:: DOCUMENT SEGMENT ::
[BEGIN]
Posted By: Vivek Sukhani
Date Posted: 18/Dec/2007 at 5:43pm
Originally posted by rakeshmehta48

Dear Vivek
I have seen this thread now only.
In my 30+ yrs experience of Indian and International markets, I have seen lots of ups and downs. bulls and bears markets with CAPITAL "B"
I agree with your philosophy on dividend yields.
The choices may be different. 
 
Sure, the choices should ideally be different. Although I am in no way as experienced as you are and am not even 30 years old but somehow I have an inkling that so long as what you intend to accumulate goes on going down and what you incline to dispose of continues to spurt up, there's nothing to worry. I will like to give an example....I am delighted when I see a Larsen going up because I have to sell them off but my pulsation goes up whenever I see ONGC making a big move.......for me, prices are totally irrelevant, I simply go for yield arbitrage, and so long as high yielders drop commensurately with low yielders, I have no regrets whatsoever....my problem starts when the high yielders firm up and low yielders continue their downward march.


Posted By: basant
Date Posted: 18/Dec/2007 at 6:05pm
Vivek can you list your top 3 yield plays in order of preference?
[END]
:: DATA LINES ::
[BEGIN]
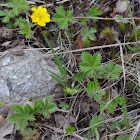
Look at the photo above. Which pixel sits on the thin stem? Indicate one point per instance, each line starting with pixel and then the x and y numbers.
pixel 133 24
[END]
:: SET OF TASKS ::
1. Using the dividend yield forum thread, answer these:
(a) Who posted on 18/Dec/2007 at 6:05pm?
(b) How many years of market experience does rakeshmehta48 say he has?
(c) Which stock does Vivek say he is delighted to see going up because he has to sell it?
2. Pick up the dividend yield forum thread after its last post and keep it going.

:: EXPECTED OUTPUTS ::
1.
(a) basant
(b) 30+ years
(c) Larsen

2.
-------------
'The Thoughtful Investor: A Journey to Financial Freedom Through Stock Market Investing' - A Book on Equity Investing especially for Indian Investors. Book your copy now: www.thethoughtfulinvestor.in


Posted By: Vivek Sukhani
Date Posted: 18/Dec/2007 at 6:37pm
At this moment, in the order of grouping  I am listing my favorite yield games:
 
A-Group
 
1.Century Enka
2.ONGC
3.BASF/Castrol
 
B-1
 
1.Thirumalai chemicals
2.Foseco India
3.Kabra Extrusiontechnik
 
S- Group:
 
1.Plastiblends India Limited
2.Ultramarine and Pigments Limited
3.Albert david
 
There can be intermittent opportunities as well. Say for instance, a JK Paper or a Varun Shipping. Some of my yield games have done well enough not to no longer qualify as yield games like a GE Shipping or a Tata Chemicals or an Advanced Micronic Devices. MNC pahrma companies are also good yield plays but somehow the fear is a bit too high there. The same goes for auto anciliarries like a Sundaram Brake, Rane Brake,Sundaram Clayton. Even a stock like hero and Ashok Leyland may qualify as a dividend play now.


Posted By: smartcat
Date Posted: 18/Dec/2007 at 10:15pm
All your stocks have scary names.. Kabra.. Albert David.. sounds like Shakaal and Mogambo.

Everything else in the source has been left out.